(Location labeling records)
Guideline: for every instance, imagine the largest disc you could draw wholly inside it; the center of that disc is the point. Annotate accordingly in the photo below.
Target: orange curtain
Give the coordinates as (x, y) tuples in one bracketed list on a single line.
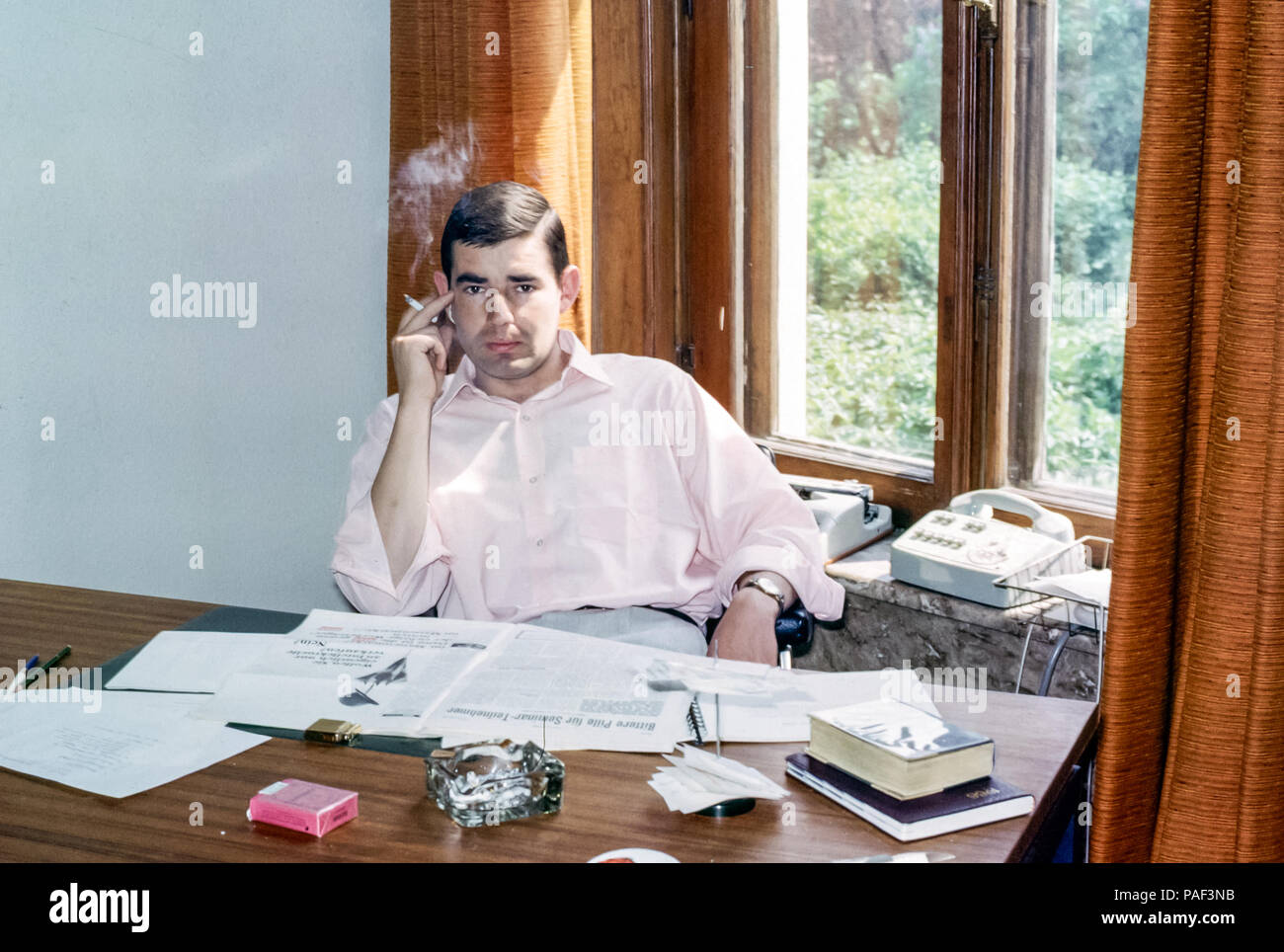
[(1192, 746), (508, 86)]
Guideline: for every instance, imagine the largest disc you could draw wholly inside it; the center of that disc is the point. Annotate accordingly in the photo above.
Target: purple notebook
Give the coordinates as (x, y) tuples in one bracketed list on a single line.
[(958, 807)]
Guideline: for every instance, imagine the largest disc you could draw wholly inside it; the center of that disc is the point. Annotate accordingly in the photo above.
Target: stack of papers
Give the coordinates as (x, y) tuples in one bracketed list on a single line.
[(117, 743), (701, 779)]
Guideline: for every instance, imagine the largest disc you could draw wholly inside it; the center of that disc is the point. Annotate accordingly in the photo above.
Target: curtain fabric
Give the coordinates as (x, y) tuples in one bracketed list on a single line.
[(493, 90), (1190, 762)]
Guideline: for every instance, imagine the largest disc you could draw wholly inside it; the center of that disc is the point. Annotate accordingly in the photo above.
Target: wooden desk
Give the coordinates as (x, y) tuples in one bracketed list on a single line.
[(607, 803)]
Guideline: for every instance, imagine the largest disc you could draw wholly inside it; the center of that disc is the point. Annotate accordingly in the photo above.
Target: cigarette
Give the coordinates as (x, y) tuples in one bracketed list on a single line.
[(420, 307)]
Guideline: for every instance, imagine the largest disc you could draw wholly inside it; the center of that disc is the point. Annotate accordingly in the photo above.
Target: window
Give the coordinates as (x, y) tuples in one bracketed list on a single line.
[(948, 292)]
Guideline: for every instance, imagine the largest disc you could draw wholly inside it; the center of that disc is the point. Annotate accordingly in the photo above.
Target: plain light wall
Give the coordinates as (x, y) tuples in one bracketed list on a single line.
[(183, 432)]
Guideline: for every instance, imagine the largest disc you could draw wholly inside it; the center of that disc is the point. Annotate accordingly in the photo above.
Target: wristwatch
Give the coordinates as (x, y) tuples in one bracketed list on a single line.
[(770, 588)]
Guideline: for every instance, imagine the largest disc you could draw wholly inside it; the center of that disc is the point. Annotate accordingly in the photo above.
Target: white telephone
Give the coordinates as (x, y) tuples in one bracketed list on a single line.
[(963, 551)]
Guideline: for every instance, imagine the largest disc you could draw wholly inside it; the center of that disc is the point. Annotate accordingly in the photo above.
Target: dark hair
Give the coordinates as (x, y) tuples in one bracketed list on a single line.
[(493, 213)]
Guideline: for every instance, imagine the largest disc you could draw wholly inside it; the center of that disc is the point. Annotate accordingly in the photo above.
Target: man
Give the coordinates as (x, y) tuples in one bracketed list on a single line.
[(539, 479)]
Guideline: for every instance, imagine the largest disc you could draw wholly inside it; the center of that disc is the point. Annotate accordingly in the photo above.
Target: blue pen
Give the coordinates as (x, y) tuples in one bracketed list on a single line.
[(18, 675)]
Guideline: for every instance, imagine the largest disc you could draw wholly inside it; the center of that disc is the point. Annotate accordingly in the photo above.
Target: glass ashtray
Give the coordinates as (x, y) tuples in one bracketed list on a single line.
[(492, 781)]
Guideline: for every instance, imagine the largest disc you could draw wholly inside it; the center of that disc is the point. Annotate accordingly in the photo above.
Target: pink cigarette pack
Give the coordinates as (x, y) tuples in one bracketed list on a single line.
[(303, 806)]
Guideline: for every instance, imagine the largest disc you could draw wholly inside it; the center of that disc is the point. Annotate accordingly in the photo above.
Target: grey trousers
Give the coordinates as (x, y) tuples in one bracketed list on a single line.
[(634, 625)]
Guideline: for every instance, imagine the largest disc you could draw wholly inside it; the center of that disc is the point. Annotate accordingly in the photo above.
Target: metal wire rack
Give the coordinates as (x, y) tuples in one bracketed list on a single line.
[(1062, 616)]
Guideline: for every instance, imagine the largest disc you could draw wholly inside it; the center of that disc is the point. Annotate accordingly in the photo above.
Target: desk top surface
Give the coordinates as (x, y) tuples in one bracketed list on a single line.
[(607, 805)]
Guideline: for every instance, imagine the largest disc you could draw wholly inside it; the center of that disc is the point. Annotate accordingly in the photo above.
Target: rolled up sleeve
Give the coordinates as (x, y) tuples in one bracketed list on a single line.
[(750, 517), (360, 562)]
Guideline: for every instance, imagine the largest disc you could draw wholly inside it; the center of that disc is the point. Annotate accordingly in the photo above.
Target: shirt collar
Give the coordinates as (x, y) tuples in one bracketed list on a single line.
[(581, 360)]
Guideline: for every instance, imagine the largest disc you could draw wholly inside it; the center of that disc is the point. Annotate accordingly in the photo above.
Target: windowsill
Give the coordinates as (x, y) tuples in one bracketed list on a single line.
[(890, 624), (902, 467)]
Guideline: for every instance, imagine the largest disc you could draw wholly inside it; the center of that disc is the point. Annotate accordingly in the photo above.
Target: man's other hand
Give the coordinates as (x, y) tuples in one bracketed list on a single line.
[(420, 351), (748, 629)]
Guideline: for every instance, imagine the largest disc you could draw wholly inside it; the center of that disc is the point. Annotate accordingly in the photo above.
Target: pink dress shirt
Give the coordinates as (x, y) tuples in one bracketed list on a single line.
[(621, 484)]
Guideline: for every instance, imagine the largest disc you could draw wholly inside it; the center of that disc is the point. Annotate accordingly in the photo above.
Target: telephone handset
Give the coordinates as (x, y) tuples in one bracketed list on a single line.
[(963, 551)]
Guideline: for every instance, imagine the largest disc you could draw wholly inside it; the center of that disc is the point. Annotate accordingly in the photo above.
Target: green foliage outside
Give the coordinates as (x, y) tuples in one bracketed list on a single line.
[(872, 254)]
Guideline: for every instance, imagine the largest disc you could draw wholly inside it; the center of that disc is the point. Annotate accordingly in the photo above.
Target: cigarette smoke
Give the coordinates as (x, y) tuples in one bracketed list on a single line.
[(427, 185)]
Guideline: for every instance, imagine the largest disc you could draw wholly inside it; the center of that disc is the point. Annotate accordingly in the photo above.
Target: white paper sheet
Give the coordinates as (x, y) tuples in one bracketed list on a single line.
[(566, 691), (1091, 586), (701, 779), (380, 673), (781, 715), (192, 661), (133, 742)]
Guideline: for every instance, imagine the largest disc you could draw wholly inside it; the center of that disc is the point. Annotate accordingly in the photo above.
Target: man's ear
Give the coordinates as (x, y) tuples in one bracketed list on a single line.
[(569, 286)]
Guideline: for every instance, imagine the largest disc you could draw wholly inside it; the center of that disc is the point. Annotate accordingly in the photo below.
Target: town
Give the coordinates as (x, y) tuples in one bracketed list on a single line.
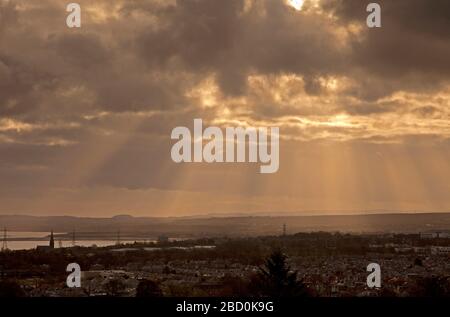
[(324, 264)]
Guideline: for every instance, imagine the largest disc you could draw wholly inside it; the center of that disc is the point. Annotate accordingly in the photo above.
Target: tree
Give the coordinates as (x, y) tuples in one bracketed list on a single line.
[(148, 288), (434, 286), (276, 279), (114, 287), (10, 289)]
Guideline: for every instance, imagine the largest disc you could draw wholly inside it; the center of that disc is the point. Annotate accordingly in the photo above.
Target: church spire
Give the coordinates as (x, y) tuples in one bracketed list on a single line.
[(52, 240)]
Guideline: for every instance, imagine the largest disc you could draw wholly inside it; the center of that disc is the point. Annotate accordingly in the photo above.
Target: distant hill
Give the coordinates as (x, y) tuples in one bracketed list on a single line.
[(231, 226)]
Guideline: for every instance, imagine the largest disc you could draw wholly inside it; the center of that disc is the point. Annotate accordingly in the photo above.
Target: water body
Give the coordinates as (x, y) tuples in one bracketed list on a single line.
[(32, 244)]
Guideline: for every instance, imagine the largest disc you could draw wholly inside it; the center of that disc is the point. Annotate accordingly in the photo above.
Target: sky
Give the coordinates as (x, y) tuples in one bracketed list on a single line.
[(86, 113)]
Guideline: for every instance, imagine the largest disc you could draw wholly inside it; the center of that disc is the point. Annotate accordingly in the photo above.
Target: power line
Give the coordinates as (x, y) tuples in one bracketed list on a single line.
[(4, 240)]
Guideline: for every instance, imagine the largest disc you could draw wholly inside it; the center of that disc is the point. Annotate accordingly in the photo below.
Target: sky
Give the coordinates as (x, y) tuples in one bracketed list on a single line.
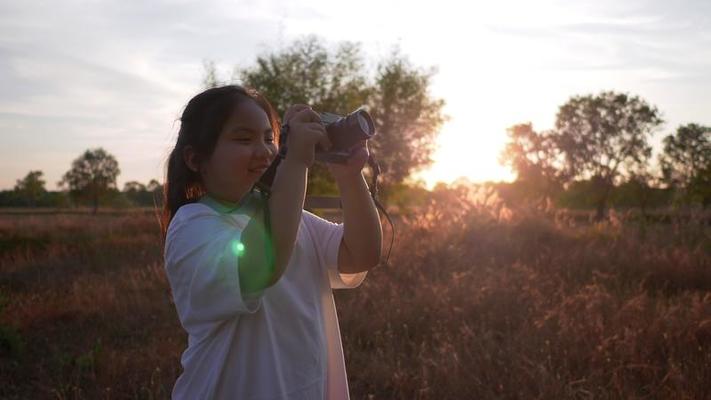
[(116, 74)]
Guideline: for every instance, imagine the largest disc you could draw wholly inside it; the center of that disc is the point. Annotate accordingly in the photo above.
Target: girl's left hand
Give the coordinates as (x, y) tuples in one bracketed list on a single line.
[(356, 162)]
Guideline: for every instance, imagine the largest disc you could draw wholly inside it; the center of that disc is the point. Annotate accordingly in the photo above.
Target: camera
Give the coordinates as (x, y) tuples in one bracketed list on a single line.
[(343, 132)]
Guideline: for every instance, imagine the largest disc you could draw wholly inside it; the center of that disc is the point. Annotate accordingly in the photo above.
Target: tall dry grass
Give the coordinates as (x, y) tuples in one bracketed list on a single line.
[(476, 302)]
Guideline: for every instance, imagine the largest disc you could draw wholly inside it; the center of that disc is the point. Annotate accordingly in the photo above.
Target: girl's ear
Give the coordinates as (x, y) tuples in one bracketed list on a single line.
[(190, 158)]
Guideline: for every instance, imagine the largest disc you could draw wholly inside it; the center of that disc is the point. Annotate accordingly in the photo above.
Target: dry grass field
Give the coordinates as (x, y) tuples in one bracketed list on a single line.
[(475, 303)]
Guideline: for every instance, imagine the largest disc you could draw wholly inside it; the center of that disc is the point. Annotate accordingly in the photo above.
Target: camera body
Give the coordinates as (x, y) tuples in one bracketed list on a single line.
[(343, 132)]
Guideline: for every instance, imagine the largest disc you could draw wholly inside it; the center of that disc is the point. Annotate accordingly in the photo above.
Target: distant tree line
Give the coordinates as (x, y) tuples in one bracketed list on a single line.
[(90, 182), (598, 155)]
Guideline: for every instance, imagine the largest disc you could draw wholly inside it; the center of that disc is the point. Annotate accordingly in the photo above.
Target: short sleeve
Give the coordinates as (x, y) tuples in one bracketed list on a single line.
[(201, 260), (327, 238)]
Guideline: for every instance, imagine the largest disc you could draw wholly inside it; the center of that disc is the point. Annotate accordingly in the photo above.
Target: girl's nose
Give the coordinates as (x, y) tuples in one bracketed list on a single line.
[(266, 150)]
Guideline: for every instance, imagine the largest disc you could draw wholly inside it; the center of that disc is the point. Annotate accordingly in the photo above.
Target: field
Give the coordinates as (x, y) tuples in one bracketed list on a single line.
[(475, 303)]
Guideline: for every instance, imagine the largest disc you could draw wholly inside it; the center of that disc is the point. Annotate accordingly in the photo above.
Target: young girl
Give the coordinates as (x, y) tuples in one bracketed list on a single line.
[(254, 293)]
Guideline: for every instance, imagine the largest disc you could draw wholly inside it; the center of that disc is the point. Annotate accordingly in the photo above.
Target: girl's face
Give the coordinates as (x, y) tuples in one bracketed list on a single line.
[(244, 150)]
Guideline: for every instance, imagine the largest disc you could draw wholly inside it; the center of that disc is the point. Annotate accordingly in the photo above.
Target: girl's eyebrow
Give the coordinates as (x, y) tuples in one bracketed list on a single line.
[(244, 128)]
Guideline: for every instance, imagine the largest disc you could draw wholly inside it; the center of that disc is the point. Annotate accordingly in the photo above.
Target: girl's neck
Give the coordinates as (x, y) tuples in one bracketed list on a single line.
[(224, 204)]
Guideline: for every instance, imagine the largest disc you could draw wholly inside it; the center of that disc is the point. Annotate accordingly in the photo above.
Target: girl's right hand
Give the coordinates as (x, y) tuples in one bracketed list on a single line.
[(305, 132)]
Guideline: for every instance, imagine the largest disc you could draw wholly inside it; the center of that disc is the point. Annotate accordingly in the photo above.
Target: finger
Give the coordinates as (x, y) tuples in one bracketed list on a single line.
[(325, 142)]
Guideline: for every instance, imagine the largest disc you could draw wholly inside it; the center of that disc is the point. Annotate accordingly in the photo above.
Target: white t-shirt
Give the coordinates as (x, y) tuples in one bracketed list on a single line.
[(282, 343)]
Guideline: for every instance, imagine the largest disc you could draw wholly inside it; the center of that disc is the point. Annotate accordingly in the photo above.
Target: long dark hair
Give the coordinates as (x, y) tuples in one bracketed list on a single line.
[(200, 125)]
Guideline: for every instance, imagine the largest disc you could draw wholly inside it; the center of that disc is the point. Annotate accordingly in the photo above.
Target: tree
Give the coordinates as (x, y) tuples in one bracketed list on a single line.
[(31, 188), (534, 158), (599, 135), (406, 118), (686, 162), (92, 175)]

Task description: Which lines in the listing above contain the word "distant"? Filter them out and copy each one in full, treating uppercase and lowercase as different.

Response for this exercise:
Target: distant hill
Target: distant tree line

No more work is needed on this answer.